- Directed by: Josh Johnson
- Produced by: Midori Inoue Carolee Mitchell
- Cinematography: Christopher Palmer
- Edited by: Christopher Palmer
- Music by: Josh Freda
- Production company: Imperial PolyFarm Productions
- Release date: March 11, 2013 (SXSW);
- Running time: 94 minutes
- Country: United States
- Language: English

= Rewind This! =

Rewind This! is a 2013 documentary film directed by Josh Johnson about the impact of VHS on the film industry and home video, as well as about collectors of videotapes.

==Interviewees==
- Atom Egoyan
- Mamoru Oshii
- Frank Henenlotter
- Roy Frumkes
- Charles Band
- Cassandra Peterson
- Jason Eisener
- Lloyd Kaufman
- Drew McWeeny
- Peter Rowe
- David Schmoeller
- Ben Steinbauer

==Release==
The documentary screened at numerous film festivals around the world, including SXSW Film Festival, Neuchâtel International Fantastic Film Festival, Fantasia International Film Festival, Melbourne International Film Festival, Strasbourg European Fantastic Film Festival, Telluride Horror Show, Sitges Film Festival, Orlando Film Festival, and several others.

What to do:
1 - List every film festival that the Rewind This! article names in its release section.
2 - Carry on the article about the documentary Rewind This! from the point where it stops.

Entries from a pointing dataset

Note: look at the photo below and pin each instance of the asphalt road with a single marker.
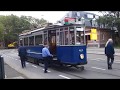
(95, 69)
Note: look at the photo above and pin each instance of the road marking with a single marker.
(5, 76)
(117, 62)
(98, 68)
(27, 63)
(34, 66)
(64, 76)
(19, 77)
(97, 59)
(47, 70)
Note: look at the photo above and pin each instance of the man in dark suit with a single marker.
(46, 57)
(109, 52)
(22, 52)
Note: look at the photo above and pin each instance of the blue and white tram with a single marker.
(65, 42)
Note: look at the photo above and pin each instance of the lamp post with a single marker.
(83, 23)
(94, 22)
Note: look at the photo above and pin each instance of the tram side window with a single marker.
(45, 38)
(66, 37)
(61, 38)
(31, 40)
(26, 41)
(57, 38)
(21, 42)
(72, 36)
(38, 40)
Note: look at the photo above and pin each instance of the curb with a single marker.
(101, 54)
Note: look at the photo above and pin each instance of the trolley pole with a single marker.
(83, 24)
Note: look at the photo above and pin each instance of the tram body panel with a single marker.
(72, 54)
(34, 51)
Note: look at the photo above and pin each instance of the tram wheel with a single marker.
(82, 68)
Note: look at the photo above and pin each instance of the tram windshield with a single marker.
(70, 36)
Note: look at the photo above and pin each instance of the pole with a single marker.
(2, 71)
(84, 34)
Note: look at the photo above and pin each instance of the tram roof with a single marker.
(49, 27)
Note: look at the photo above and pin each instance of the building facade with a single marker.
(103, 33)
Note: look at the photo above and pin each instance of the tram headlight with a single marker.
(81, 56)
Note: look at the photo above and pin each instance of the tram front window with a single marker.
(79, 39)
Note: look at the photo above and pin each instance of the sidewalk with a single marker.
(95, 50)
(11, 73)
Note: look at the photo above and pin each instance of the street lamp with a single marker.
(83, 23)
(93, 22)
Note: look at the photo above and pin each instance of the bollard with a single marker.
(2, 71)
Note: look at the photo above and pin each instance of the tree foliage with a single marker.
(11, 26)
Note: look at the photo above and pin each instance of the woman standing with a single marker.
(109, 52)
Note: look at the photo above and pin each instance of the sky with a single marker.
(50, 16)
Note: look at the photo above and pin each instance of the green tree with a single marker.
(111, 19)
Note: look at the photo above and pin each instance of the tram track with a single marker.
(75, 73)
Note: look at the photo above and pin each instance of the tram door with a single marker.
(52, 41)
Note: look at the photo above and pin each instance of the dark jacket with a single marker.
(22, 51)
(109, 49)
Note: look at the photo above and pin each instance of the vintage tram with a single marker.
(66, 43)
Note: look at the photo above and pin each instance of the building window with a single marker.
(103, 37)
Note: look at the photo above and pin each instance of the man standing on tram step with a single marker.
(22, 52)
(46, 57)
(109, 52)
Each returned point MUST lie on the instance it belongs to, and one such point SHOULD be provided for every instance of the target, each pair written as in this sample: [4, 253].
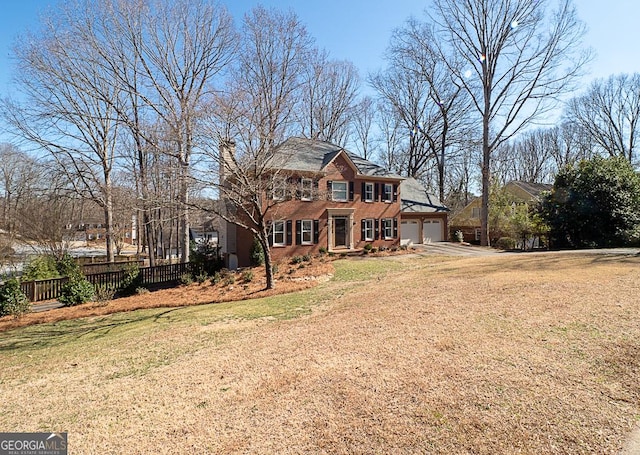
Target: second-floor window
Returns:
[279, 188]
[339, 191]
[368, 192]
[306, 232]
[387, 192]
[306, 189]
[278, 232]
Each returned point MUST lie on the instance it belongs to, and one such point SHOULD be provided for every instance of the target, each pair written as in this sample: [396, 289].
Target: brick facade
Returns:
[334, 225]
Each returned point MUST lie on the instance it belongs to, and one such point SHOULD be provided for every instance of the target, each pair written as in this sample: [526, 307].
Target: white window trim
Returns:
[346, 190]
[306, 194]
[387, 223]
[368, 185]
[283, 232]
[303, 231]
[369, 228]
[385, 192]
[278, 189]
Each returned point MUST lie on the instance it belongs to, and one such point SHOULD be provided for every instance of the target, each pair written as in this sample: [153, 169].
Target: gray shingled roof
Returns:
[416, 199]
[309, 155]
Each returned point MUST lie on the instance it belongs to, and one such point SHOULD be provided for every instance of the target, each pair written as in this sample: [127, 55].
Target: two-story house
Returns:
[328, 198]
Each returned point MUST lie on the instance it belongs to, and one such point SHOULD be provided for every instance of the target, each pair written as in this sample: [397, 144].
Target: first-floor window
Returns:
[368, 229]
[278, 232]
[387, 228]
[306, 232]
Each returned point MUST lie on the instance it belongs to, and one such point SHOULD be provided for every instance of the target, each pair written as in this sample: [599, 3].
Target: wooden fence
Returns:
[149, 276]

Written answers:
1 - SXSW Film Festival, Neuchâtel International Fantastic Film Festival, Fantasia International Film Festival, Melbourne International Film Festival, Strasbourg European Fantastic Film Festival, Telluride Horror Show, Sitges Film Festival, Orlando Film Festival

2 -
==Reception==
The documentary was received with critical acclaim. On Rotten Tomatoes it has an approval rating of 100% based on reviews from 21 critics. The site's critics consensus read, "An ode to abandoned technology with some admirably wide-ranging insights, Rewind This! is entertaining viewing even for those who didn't live through the VHS era."
Writing in Twitch Film, J. Hurtado praised the film for being more than just about the collectors, as the filmmakers, "managed to distill the experience down to its most potent ingredients and leave the audience with a highly satisfying straight shot of movie love."

Jacob S. Hall named the documentary one of the Top 10 Movies Discovered at SXSW 2013 on Movies.com, writing that "the film finds the perfect mixture of nostalgia and forward thinking, acknowledging the past while taking a bold look at what a world free of physical media will look like." The Hollywood Reporter called the film, "an entertaining, sometimes enlightening history of the video format; though unsurprisingly small-screen friendly, it will be a crowd-pleaser at fests and in niche bookings." A review from the Telluride Horror Show noted: "An unbending passion of cinema appreciation pours excitedly from Johnson's interview subjects, and there is a prevailing sense of humor that permits the subject to never take itself too seriously."

==See also==
- Adjust Your Tracking: The Untold Story of the VHS Collector (2013)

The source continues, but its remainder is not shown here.